TUGAS YANG DIKERJAKAN =>
[1] Menurut teks tentang hukum Islam, dari mana berawal ketidakjelasan pengembangan studi hukum Islam saat ini?
[2] Lanjutkan teks tentang hukum Islam setelah kalimat terakhirnya.

KUTIPAN TEKS =>
* * * * *

Prolog
Alasan ini sangat klasik bahwa ketidakjelasan pengembangan studi hukum Islam saat ini pada tataran materi dan metodologi adalah berawal dari perbedaan pendapat para ulama tentang istilah, makna dan cakupan dari hukum Islam itu sendiri. Apakah hukum Islam ini adalah terjemahan dari shari>'ah, shar'y atau fiqh? Kalau terjemahan dari fiqh, apakah dalam makna pada masa awal munculnya istilah itu sebagaimana dimaknai oleh Imam Abu Hanifah sebagai seluruh pranata dan aturan dalam Islam termasuk tauhid dan akhlak, ataukah dalam makna yang berkembang kemudian, yakni yang mencakup hukum murni an sich.

* * * * *

DATA TERKUMPUL =>
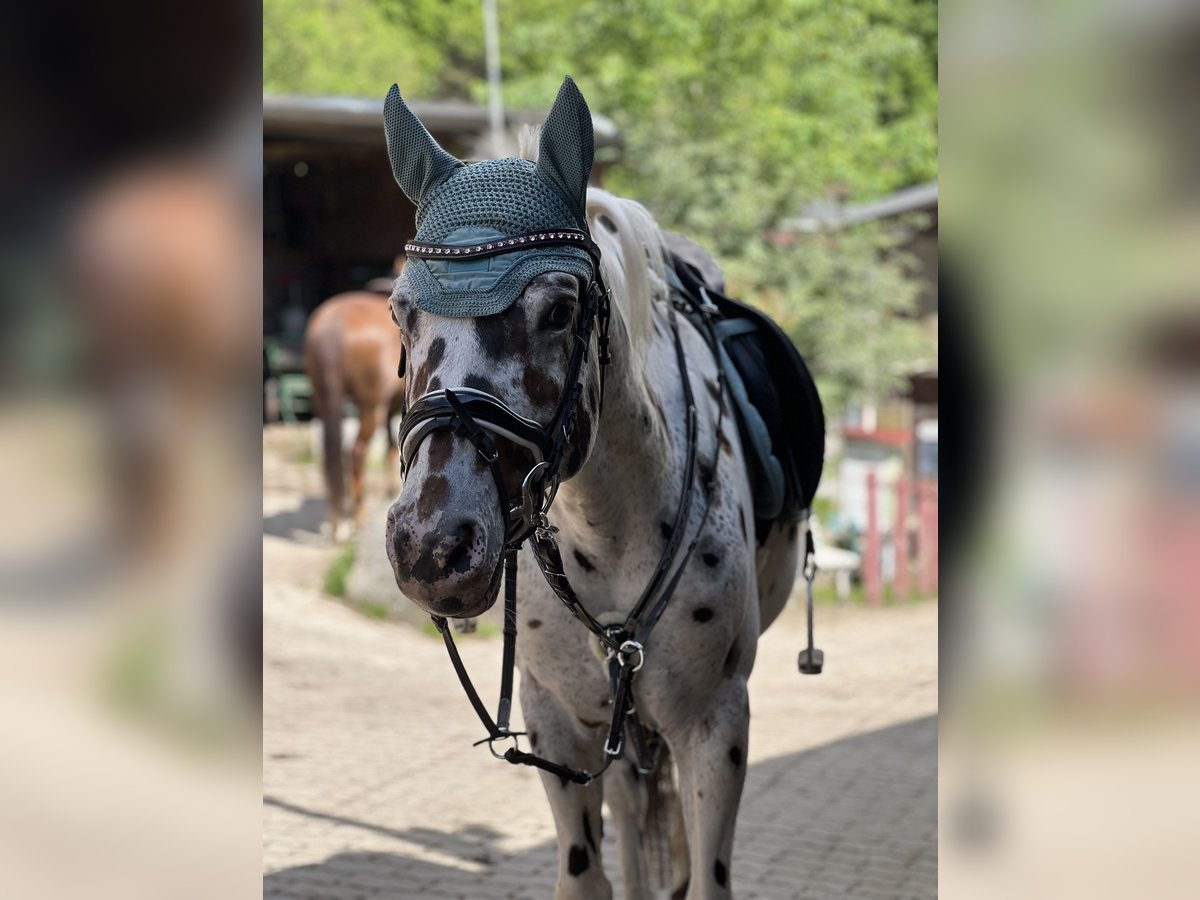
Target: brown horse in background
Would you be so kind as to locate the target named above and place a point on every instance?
(352, 348)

* * * * *

HASIL PER TUGAS =>
[1] Dari perbedaan pendapat para ulama tentang istilah, makna, dan cakupan hukum Islam itu sendiri.

[2]
Perbedaan di atas sampai saat ini tetap eksis dan sudah tentu berpengaruh pada perkembangan hukum Islam, pilihan materi dan metodologinya. Lebih-lebih, perkembangan hukum Islam itu sendiri menghadapi kesulitan ketika dikomparasikan atau dilihat dengan perspektif hukum Barat dengan segala metodologinya. Hal ini sangat dirasakan oleh sarjana-sarjana hukum Islam Barat, sebut saja misalnya Wael Hallaq ketika mencoba mensinergikan terma dan metodologi hukum Barat dengan hukum Islam dalam bukunya A History of Islamic Legal Theories:An Introduction to Sunni> us}u>l al-fiqh.
Beragamnya pendapat tentang hukum Islam ini, mulai dari yang klasik sampai yang modern, sesungguhnya menjadi khazanah yang menyediakan opsi-opsi yang mencerdaskan yang mampu mencetak watak kesarjanaan yang progresif, menghargai perbedaan dan memahami makna hakiki dari pluralisme. Sayangnya, perkembangan yang terjadi saat ini adalah memilih satu opsi untuk diyakini dan dianut secara fanatis tanpa menyisakan ruang kebenaran untuk pemilih opsi hukum yang lain. Inilah yang juga lazim terjadi di PTAI di Indonesia.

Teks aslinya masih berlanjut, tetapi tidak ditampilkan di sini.